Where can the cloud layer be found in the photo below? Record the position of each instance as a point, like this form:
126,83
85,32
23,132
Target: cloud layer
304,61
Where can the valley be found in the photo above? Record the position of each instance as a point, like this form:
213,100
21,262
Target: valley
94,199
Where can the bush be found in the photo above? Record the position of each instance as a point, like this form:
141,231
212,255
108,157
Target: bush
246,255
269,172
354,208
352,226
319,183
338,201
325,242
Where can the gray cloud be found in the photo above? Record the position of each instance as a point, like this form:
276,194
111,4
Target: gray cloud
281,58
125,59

========================================

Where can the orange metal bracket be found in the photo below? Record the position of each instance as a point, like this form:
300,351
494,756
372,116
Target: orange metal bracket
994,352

========================================

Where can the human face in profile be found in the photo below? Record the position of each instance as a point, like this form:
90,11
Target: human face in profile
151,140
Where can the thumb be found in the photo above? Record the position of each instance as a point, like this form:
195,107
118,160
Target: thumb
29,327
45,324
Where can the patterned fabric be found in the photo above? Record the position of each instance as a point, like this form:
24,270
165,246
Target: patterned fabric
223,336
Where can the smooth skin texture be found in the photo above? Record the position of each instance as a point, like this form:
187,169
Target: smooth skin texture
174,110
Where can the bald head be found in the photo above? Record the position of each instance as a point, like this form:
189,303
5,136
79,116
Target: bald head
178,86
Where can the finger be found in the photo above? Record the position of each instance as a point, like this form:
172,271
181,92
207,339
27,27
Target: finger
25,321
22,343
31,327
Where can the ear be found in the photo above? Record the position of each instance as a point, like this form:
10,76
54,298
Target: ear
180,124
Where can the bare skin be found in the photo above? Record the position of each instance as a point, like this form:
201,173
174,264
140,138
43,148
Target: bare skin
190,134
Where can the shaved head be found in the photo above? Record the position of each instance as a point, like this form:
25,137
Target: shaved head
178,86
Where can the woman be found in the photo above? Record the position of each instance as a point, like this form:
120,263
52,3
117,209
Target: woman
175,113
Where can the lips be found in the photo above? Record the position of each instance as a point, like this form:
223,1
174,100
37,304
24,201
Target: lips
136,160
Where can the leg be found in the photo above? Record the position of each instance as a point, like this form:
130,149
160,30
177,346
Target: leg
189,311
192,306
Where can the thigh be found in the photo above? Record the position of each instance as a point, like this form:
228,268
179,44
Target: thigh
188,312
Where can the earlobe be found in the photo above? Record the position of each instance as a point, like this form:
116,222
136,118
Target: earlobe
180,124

========================================

## WHAT YOU ARE ASKED TO DO
List every line above that contains the word "face", copying each one in full.

## SOLVED PROBLEM
Where can the human face in profile be found in the photo below? Record the position of each instance as a point, like this form:
Target: human face in profile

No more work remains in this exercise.